= WHAT THIS TASK INVOLVES =
Gather every line of the records below that contains the word "white" and copy each of those lines in full. Case counts when matching.
** BEGIN LISTING **
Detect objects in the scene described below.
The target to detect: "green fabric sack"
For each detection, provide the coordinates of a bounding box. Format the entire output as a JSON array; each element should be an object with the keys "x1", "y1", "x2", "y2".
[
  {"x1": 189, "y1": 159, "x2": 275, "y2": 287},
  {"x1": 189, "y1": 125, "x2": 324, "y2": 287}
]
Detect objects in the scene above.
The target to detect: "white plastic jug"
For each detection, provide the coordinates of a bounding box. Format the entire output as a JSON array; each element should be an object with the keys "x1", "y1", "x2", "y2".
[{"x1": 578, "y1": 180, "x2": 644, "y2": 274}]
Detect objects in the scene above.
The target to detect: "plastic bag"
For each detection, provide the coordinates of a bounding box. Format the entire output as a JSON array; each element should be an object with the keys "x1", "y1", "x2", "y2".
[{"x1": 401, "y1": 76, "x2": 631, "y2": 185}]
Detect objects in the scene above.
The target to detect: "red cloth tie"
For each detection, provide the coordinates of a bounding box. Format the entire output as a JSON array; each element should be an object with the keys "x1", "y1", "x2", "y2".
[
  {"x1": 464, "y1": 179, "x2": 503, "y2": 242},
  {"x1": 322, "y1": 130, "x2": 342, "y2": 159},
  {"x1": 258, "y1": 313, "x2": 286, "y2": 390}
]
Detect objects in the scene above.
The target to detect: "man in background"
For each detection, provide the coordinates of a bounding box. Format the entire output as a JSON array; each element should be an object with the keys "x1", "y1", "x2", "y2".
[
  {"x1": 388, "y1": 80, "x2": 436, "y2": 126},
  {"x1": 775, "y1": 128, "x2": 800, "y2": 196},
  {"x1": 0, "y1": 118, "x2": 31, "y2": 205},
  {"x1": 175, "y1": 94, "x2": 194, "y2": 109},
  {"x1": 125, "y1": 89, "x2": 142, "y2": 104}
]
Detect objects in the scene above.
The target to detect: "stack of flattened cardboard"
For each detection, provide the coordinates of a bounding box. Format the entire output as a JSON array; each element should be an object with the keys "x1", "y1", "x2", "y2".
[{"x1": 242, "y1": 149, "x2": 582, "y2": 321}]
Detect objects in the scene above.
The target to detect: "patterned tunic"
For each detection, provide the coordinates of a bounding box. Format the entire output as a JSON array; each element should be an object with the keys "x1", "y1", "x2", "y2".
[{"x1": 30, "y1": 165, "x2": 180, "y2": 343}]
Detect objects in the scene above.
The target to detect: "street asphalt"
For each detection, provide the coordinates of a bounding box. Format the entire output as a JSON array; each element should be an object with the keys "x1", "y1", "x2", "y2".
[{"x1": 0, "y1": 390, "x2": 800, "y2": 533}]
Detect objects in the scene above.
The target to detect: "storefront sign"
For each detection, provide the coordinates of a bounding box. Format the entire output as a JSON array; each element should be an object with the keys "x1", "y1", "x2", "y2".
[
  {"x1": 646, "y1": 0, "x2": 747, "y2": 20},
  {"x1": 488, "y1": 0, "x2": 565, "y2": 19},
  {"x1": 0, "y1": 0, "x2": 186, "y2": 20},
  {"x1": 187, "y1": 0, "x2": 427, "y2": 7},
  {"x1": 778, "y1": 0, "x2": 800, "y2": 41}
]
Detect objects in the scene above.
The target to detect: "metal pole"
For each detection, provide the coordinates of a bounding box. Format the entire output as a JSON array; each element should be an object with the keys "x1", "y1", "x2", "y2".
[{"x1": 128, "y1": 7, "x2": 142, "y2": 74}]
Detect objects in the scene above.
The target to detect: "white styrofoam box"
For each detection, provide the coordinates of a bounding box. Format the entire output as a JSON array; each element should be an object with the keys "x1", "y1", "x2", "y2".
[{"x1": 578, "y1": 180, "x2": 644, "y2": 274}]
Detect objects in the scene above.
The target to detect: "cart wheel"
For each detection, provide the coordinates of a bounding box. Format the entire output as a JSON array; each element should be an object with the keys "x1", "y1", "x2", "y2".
** END LISTING **
= THE RESPONSE =
The target to detect: "white plastic jug"
The target to detect: "white styrofoam box"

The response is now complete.